Segment Start: Supplied records

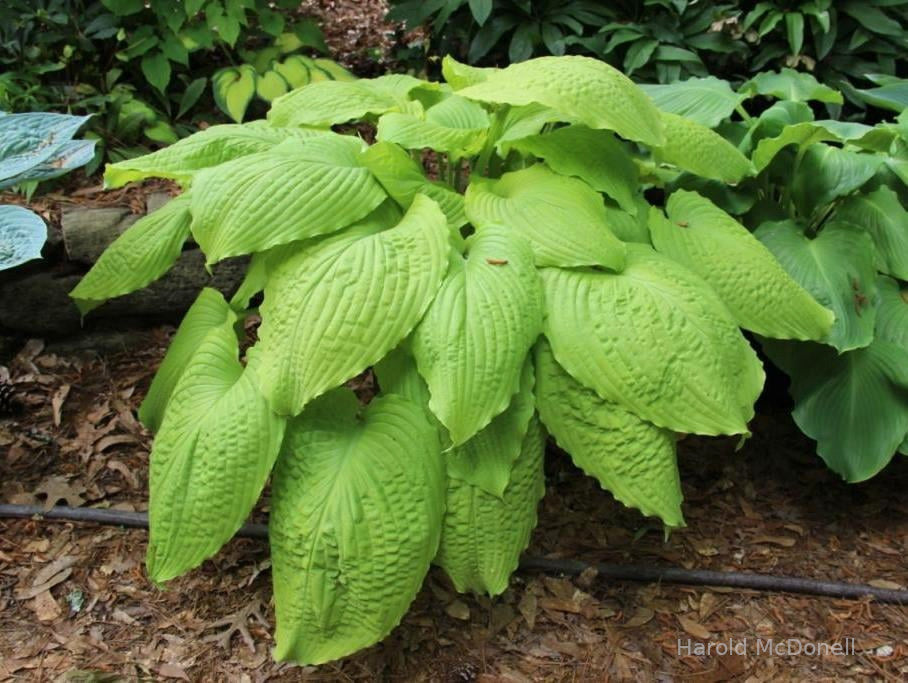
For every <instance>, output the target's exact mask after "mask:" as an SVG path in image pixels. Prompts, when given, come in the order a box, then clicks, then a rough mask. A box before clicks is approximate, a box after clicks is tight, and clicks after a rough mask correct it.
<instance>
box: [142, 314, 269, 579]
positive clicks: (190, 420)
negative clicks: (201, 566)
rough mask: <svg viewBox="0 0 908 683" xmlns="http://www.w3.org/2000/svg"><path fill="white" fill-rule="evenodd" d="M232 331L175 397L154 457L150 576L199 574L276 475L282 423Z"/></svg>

Segment End: Supplied records

Reproduce the listing above word for word, omitting the pictures.

• Task result:
For every <instance>, output the target's exact mask after "mask:" as an SVG path in image pixels. Prompts, when given, come in the order a box, then clicks, then a rough mask. A box before clicks is approximate, a box after clicks is tight, and clicks after a rough mask correct it.
<instance>
box: [142, 314, 269, 579]
positive clicks: (190, 420)
negative clicks: (201, 566)
rough mask: <svg viewBox="0 0 908 683" xmlns="http://www.w3.org/2000/svg"><path fill="white" fill-rule="evenodd" d="M232 331L175 397L154 457L150 576L199 574L276 475L282 423Z"/></svg>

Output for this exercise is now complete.